◆ **YOUR TASK**
Output the data below exactly as it is, dropping the pictures from your copy.

◆ **DATASET EXCERPTS**

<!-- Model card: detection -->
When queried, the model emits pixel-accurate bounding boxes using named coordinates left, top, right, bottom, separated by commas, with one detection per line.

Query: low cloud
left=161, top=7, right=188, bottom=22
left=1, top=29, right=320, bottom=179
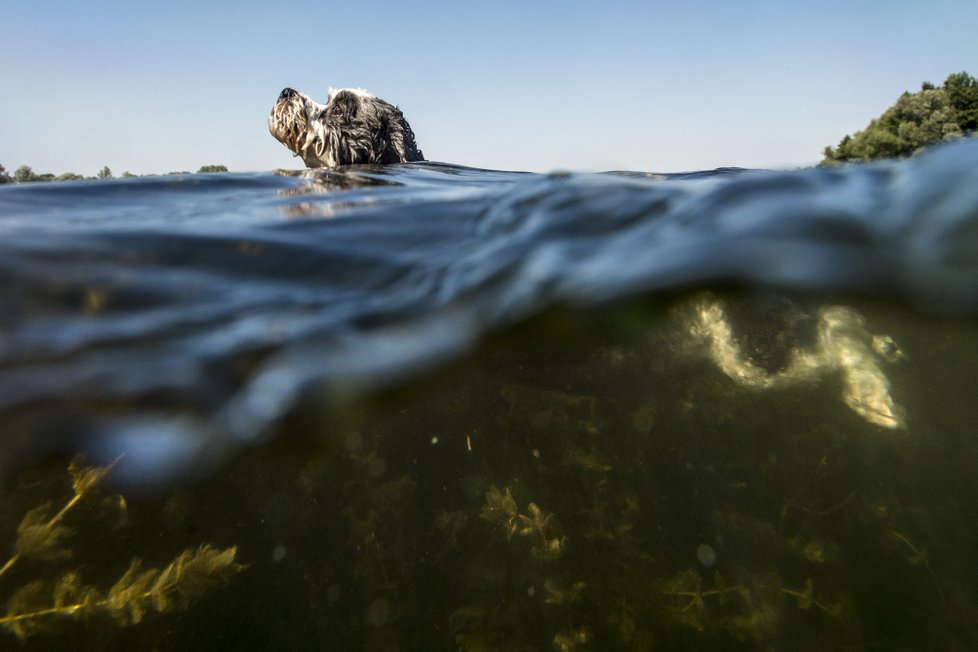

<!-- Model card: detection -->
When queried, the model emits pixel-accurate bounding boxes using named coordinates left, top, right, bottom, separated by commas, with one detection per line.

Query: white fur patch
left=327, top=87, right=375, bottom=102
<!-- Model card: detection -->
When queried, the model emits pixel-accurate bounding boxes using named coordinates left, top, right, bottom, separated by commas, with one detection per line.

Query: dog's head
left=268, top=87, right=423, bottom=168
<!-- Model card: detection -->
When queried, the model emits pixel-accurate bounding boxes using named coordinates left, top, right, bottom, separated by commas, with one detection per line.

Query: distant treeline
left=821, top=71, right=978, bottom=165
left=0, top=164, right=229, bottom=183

◆ **OUTPUT**
<!-- Model card: detection -->
When queried, the model emits pixel-accurate bounding boxes using named coordinates left, top, right, bottom, separated by commas, with one detection per line.

Query: low cloud
left=161, top=7, right=188, bottom=22
left=1, top=29, right=320, bottom=179

<!-- Model card: detection -->
When queried, the model emits pixel-accurate bounding boxes using named coordinates left, top, right, bottom, separated by commas, with one detection per line.

Query: white fur patch
left=327, top=87, right=375, bottom=102
<!-- Model card: detection -->
When queried, the model emits pixel-accurate bounding boxes using named coordinates left, top, right, bottom, separated by commas, with one detection per line.

Query: dog's head
left=268, top=87, right=423, bottom=168
<!-- Model card: detection -->
When queried, the model emits pixel-accurate bounding boxes using named coordinates left, top, right, bottom, separated by commas, with one detection per line.

Query: distant treeline
left=821, top=71, right=978, bottom=165
left=0, top=164, right=229, bottom=183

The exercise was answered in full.